• [INSTRUCTIONS FOR THE TASK]
Rescale the outlines by repeating the records from their start through the line that contains "744 254 L 751", including the requests. Multiply every coordinate in the outlines by 1.1 and round to the nearest whole number, with halves rounded up, and leave out the pictures.

Segmentation dataset excerpts
========

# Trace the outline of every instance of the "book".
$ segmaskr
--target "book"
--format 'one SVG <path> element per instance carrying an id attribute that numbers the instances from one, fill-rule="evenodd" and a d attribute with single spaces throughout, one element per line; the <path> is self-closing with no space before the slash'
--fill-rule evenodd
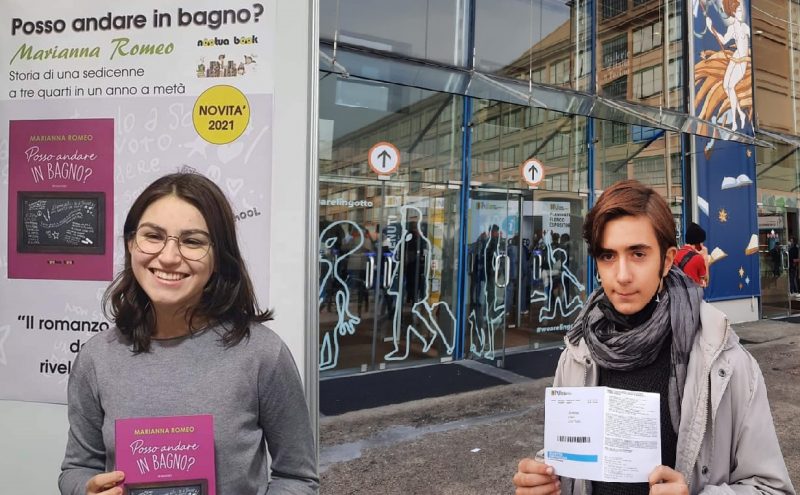
<path id="1" fill-rule="evenodd" d="M 728 253 L 720 249 L 719 246 L 715 247 L 711 253 L 708 255 L 708 264 L 709 266 L 716 263 L 717 261 L 721 260 L 722 258 L 728 256 Z"/>
<path id="2" fill-rule="evenodd" d="M 700 208 L 700 211 L 708 215 L 708 201 L 701 196 L 697 197 L 697 207 Z"/>
<path id="3" fill-rule="evenodd" d="M 126 495 L 216 495 L 213 416 L 118 419 L 114 431 Z"/>
<path id="4" fill-rule="evenodd" d="M 744 254 L 751 255 L 756 254 L 758 252 L 758 236 L 753 234 L 750 236 L 750 242 L 747 243 L 747 247 L 744 248 Z"/>
<path id="5" fill-rule="evenodd" d="M 753 180 L 750 179 L 750 177 L 748 177 L 745 174 L 741 174 L 737 177 L 723 177 L 720 189 L 725 190 L 725 189 L 733 189 L 736 187 L 745 187 L 749 186 L 752 183 Z"/>

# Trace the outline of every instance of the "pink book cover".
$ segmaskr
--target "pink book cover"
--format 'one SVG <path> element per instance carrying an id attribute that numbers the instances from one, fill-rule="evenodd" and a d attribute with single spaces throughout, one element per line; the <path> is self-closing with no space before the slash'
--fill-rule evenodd
<path id="1" fill-rule="evenodd" d="M 115 434 L 116 469 L 125 473 L 125 493 L 195 487 L 180 493 L 216 495 L 213 416 L 118 419 Z"/>

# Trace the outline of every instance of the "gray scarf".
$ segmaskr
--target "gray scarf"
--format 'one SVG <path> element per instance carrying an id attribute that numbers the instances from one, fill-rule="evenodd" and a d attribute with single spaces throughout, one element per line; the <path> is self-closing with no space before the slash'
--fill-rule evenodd
<path id="1" fill-rule="evenodd" d="M 598 307 L 598 301 L 603 297 L 602 288 L 589 296 L 586 306 L 567 332 L 567 339 L 573 345 L 584 339 L 598 366 L 626 371 L 655 361 L 671 330 L 669 412 L 672 426 L 677 432 L 689 353 L 695 333 L 700 328 L 703 289 L 681 270 L 672 267 L 664 277 L 664 290 L 659 294 L 660 302 L 653 314 L 630 330 L 616 328 L 603 315 Z"/>

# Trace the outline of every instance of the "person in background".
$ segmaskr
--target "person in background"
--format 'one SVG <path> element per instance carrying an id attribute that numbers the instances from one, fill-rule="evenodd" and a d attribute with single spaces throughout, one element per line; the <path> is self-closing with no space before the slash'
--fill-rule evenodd
<path id="1" fill-rule="evenodd" d="M 115 327 L 69 377 L 62 495 L 122 495 L 118 418 L 211 414 L 216 493 L 316 494 L 314 434 L 286 344 L 262 323 L 223 192 L 194 173 L 150 184 L 124 224 L 106 291 Z M 268 457 L 271 462 L 268 461 Z"/>
<path id="2" fill-rule="evenodd" d="M 792 294 L 796 294 L 798 292 L 798 283 L 797 283 L 797 263 L 798 252 L 797 248 L 797 239 L 794 236 L 789 237 L 789 292 Z"/>
<path id="3" fill-rule="evenodd" d="M 605 483 L 523 459 L 516 494 L 794 495 L 758 363 L 672 265 L 675 222 L 664 198 L 637 181 L 614 184 L 586 216 L 583 237 L 601 286 L 565 336 L 554 385 L 659 393 L 661 465 L 647 483 Z"/>
<path id="4" fill-rule="evenodd" d="M 673 263 L 700 287 L 708 287 L 708 248 L 706 231 L 692 222 L 686 229 L 686 244 L 675 254 Z"/>

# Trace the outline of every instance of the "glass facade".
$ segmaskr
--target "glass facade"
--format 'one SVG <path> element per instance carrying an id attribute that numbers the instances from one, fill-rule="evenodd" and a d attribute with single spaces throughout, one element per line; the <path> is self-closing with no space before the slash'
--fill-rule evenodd
<path id="1" fill-rule="evenodd" d="M 776 317 L 800 312 L 797 265 L 789 257 L 800 233 L 800 6 L 753 0 L 751 10 L 758 127 L 772 145 L 756 149 L 761 314 Z"/>
<path id="2" fill-rule="evenodd" d="M 797 6 L 775 5 L 753 2 L 760 128 L 772 133 L 759 138 L 773 144 L 756 148 L 758 210 L 759 226 L 783 222 L 772 243 L 785 246 L 799 231 L 800 38 L 773 18 Z M 681 0 L 323 0 L 320 370 L 502 365 L 560 344 L 596 286 L 583 217 L 619 180 L 659 191 L 682 232 L 695 207 L 683 132 L 714 132 L 682 124 L 685 32 Z M 392 158 L 372 151 L 384 143 L 398 156 L 381 175 L 375 160 Z M 776 311 L 788 312 L 778 263 Z"/>

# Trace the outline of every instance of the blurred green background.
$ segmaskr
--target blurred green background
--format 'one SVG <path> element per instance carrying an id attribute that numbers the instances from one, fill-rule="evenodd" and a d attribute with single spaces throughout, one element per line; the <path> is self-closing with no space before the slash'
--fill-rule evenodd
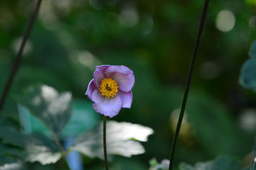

========

• [EXERCISE RESULT]
# Trace the outline of every instance of the "book".
$ segmaskr
--target "book"
--format 'one SVG <path> element per instance carrying an id attribute that numbers the instances from one, fill-rule="evenodd" and a d attribute with single spaces throughout, one element per line; the <path> is self-closing with no space before the slash'
--fill-rule evenodd
<path id="1" fill-rule="evenodd" d="M 801 278 L 792 274 L 791 271 L 787 272 L 782 278 L 779 281 L 779 290 L 780 293 L 788 289 L 789 287 L 793 286 L 794 284 L 801 282 Z"/>
<path id="2" fill-rule="evenodd" d="M 770 229 L 770 232 L 779 237 L 779 221 L 771 216 L 767 217 L 767 228 Z"/>
<path id="3" fill-rule="evenodd" d="M 139 545 L 238 545 L 234 458 L 130 461 L 125 474 Z"/>
<path id="4" fill-rule="evenodd" d="M 818 279 L 826 281 L 832 279 L 834 277 L 834 260 L 828 257 L 825 260 L 825 266 L 822 267 L 822 272 L 818 273 Z"/>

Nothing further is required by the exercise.